→ Material for the task:
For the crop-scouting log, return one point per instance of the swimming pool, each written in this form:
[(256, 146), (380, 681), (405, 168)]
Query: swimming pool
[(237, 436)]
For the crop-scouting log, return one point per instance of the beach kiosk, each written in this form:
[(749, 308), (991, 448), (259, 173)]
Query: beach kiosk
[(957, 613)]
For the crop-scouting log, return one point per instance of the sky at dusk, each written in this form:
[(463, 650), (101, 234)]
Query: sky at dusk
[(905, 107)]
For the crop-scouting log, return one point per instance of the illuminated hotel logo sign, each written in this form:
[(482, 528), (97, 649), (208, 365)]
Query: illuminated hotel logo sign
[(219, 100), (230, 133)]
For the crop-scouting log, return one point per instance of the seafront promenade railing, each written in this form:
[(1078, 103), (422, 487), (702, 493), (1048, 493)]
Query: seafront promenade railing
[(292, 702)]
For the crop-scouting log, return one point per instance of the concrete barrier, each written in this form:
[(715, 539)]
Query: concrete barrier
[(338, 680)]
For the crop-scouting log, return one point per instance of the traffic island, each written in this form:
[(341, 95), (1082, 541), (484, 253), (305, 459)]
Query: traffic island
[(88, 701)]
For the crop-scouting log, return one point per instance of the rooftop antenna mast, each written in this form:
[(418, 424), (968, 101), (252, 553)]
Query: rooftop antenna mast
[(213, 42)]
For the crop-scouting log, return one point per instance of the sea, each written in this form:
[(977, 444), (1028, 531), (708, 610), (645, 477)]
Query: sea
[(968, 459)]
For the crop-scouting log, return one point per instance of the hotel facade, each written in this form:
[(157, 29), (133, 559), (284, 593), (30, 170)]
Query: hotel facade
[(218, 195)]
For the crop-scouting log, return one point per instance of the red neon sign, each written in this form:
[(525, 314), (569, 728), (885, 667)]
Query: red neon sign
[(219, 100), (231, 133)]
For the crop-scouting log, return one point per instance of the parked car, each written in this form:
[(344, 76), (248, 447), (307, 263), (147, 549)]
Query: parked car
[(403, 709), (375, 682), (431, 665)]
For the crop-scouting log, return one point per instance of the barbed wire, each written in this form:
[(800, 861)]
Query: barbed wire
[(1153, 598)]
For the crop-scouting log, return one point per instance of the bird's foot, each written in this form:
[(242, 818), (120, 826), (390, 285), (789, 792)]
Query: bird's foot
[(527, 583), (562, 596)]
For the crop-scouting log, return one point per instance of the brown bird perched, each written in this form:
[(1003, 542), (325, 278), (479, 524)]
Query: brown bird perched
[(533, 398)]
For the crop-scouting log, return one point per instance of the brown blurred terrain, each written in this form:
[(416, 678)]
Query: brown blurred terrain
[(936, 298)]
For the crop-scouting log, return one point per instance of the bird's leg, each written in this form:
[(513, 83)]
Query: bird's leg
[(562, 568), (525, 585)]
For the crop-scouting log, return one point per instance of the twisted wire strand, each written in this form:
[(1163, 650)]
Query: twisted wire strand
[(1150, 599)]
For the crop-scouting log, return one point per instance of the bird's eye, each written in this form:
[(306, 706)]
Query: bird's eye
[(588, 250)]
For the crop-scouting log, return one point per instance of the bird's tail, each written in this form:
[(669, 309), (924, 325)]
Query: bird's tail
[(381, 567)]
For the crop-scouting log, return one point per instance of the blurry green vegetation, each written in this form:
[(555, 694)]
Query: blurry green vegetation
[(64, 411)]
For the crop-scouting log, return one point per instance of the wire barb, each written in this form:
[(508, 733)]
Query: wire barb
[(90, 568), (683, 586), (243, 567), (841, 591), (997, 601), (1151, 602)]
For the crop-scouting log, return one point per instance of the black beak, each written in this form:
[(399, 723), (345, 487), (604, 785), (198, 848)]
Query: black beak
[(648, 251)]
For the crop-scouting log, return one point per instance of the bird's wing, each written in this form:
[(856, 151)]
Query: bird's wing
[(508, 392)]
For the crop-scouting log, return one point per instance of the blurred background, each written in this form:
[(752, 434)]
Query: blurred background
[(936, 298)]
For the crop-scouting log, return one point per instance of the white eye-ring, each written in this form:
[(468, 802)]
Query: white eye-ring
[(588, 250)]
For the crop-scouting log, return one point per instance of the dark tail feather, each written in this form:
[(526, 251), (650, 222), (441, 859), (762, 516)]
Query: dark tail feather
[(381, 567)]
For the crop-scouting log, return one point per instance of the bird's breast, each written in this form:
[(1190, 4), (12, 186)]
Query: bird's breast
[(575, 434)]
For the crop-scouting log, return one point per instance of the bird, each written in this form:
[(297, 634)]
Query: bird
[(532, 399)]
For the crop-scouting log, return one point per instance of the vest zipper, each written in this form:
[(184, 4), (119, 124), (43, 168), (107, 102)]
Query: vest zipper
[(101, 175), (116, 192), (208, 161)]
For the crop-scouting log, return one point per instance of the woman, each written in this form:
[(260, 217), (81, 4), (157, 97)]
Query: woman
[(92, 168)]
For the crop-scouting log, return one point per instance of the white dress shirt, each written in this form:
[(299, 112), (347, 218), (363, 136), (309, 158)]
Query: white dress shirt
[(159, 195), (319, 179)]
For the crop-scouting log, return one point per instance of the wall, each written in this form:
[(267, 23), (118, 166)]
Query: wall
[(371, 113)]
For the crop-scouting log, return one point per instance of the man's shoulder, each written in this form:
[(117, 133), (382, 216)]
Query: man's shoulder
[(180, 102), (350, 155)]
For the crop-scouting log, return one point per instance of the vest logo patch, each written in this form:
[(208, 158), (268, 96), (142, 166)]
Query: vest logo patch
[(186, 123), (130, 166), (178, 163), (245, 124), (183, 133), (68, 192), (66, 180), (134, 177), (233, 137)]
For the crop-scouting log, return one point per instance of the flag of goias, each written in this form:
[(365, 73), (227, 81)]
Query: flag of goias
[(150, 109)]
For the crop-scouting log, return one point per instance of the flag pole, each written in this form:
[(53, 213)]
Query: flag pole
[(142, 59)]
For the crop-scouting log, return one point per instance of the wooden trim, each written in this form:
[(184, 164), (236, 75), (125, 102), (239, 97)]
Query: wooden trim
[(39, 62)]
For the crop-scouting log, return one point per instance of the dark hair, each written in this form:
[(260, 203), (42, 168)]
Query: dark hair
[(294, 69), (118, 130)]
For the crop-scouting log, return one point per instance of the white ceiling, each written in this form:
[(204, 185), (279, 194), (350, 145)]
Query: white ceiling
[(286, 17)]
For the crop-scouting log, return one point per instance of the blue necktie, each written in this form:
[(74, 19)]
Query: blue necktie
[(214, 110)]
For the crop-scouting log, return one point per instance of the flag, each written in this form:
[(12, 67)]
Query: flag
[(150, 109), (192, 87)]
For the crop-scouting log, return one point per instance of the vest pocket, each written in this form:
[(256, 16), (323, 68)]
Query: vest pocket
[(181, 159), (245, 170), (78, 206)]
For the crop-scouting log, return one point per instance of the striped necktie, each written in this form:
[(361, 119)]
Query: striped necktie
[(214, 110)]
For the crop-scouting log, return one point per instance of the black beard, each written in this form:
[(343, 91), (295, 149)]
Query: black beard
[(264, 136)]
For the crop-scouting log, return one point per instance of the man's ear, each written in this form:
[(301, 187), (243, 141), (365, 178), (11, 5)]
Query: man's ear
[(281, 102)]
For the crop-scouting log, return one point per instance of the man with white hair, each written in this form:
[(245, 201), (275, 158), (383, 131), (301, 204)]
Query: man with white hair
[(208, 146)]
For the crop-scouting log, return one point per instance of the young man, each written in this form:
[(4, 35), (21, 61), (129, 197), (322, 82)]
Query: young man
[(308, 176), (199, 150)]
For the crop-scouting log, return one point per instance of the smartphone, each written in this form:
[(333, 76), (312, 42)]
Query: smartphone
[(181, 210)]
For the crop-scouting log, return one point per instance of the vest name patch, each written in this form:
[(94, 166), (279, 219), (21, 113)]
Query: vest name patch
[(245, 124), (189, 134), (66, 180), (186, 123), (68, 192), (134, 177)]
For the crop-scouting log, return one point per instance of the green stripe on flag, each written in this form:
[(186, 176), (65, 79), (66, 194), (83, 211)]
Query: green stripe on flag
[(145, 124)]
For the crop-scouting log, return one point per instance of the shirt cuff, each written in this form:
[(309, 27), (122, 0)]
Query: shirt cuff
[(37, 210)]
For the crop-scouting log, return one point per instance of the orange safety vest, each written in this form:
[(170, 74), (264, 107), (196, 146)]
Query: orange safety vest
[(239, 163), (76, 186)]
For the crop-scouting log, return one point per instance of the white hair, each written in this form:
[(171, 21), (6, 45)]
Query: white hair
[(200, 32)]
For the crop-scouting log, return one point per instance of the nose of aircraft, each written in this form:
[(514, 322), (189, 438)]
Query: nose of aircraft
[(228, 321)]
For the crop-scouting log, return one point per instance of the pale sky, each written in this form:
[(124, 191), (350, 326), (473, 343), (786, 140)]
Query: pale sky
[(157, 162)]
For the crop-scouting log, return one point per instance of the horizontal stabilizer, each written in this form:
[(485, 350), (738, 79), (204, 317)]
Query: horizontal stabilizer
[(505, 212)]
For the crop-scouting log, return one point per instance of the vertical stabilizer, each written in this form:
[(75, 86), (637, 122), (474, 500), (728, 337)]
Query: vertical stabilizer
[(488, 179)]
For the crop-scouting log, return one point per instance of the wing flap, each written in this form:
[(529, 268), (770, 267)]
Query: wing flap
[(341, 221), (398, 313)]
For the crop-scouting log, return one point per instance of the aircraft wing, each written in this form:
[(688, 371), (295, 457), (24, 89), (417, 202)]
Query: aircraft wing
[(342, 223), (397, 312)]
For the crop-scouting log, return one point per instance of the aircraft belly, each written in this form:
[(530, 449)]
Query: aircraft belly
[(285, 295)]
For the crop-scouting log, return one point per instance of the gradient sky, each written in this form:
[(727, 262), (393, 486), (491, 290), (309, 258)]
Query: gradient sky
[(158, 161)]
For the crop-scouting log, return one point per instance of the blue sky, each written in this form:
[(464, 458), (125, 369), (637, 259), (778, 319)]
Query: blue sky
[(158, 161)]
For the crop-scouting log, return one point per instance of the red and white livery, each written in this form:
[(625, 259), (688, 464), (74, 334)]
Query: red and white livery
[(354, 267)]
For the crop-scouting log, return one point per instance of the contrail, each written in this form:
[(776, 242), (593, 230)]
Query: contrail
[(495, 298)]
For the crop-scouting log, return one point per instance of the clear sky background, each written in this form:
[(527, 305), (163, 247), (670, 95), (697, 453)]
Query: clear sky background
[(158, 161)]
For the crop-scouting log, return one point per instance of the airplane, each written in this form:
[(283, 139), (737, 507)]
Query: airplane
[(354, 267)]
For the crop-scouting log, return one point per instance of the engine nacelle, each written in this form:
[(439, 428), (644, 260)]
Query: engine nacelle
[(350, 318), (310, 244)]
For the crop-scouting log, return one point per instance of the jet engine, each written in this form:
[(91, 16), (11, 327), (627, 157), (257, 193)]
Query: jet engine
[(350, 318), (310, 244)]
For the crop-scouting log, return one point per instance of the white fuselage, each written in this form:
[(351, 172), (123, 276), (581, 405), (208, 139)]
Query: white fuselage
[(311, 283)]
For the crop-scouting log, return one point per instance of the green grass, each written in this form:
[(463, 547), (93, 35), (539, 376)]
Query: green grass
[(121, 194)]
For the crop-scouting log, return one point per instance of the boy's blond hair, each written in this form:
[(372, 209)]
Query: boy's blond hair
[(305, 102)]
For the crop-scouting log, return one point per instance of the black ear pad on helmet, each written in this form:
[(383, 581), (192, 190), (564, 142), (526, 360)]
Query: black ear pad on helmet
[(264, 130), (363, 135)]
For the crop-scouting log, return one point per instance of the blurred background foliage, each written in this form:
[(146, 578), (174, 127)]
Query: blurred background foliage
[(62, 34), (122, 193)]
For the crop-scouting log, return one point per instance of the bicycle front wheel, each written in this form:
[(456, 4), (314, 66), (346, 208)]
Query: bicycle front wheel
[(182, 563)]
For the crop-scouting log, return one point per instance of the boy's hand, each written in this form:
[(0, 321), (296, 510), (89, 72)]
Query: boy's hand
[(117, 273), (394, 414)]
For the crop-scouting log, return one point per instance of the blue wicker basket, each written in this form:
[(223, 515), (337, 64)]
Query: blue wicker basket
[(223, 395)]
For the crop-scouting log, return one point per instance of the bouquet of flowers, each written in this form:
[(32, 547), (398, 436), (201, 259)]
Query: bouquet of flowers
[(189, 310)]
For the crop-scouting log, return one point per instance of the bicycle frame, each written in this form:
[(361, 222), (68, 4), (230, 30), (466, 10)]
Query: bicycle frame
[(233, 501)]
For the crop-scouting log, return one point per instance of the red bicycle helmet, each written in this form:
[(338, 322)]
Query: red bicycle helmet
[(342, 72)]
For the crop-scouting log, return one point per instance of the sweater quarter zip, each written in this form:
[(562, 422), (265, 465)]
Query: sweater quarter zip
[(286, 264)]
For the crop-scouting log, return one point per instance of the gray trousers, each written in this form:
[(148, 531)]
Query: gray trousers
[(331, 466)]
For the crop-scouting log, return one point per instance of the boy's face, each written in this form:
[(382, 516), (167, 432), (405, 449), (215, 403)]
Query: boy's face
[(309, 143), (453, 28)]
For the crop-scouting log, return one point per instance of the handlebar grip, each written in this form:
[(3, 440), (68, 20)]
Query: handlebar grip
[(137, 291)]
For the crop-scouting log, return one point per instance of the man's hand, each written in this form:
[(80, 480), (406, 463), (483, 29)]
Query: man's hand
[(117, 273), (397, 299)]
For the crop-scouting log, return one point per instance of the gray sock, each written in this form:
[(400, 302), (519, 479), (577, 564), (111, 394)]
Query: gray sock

→ Your task:
Return the line that contains "the blue wicker" along with every line after it through the end of the entries, exactly, adding nothing.

→ Task result:
For the crop-scouting log, return one point per instance of the blue wicker basket, each written in this form:
[(223, 515), (337, 64)]
Query: blue wicker basket
[(223, 395)]
For the crop-scouting log, return one point per instance of the bouquet of flowers, each written in this form:
[(32, 547), (398, 436), (201, 259)]
Query: bouquet of flowers
[(189, 310)]
For the crop-scouting log, return one point per instance of the bicycle frame, each written in this form:
[(361, 222), (68, 4), (230, 30), (466, 10)]
Query: bicycle frame
[(233, 501)]
For the crop-scouting log, return one point per instance of the red bicycle helmet, each written in this form:
[(338, 322)]
Query: red bicycle helmet
[(342, 72)]
For the crop-scouting log, return one point per instance of the sweater quarter zip, each written in this form:
[(562, 422), (265, 465)]
Query: sweater quarter zip
[(286, 264)]
For the crop-scouting log, return one point per instance of the gray trousers, each written in this form:
[(148, 531)]
Query: gray trousers
[(331, 466)]
For the crop-scouting log, return one point per instance of the boy's face, each written in this form:
[(382, 516), (167, 432), (405, 449), (215, 403)]
Query: boy's face
[(309, 143), (453, 28)]
For the crop-scouting log, return one point per instance of the handlebar grip, each written in this form:
[(3, 440), (68, 20)]
Query: handlebar grip
[(137, 291)]
For the crop-scouting log, return one point per instance of the man's hand, each written in this form:
[(80, 480), (406, 463), (483, 29)]
Query: man's hand
[(117, 273), (397, 299)]
For the crop-scouting log, return one point per instance of the gray sock, each written in this form:
[(400, 302), (519, 479), (577, 564), (111, 394)]
Query: gray sock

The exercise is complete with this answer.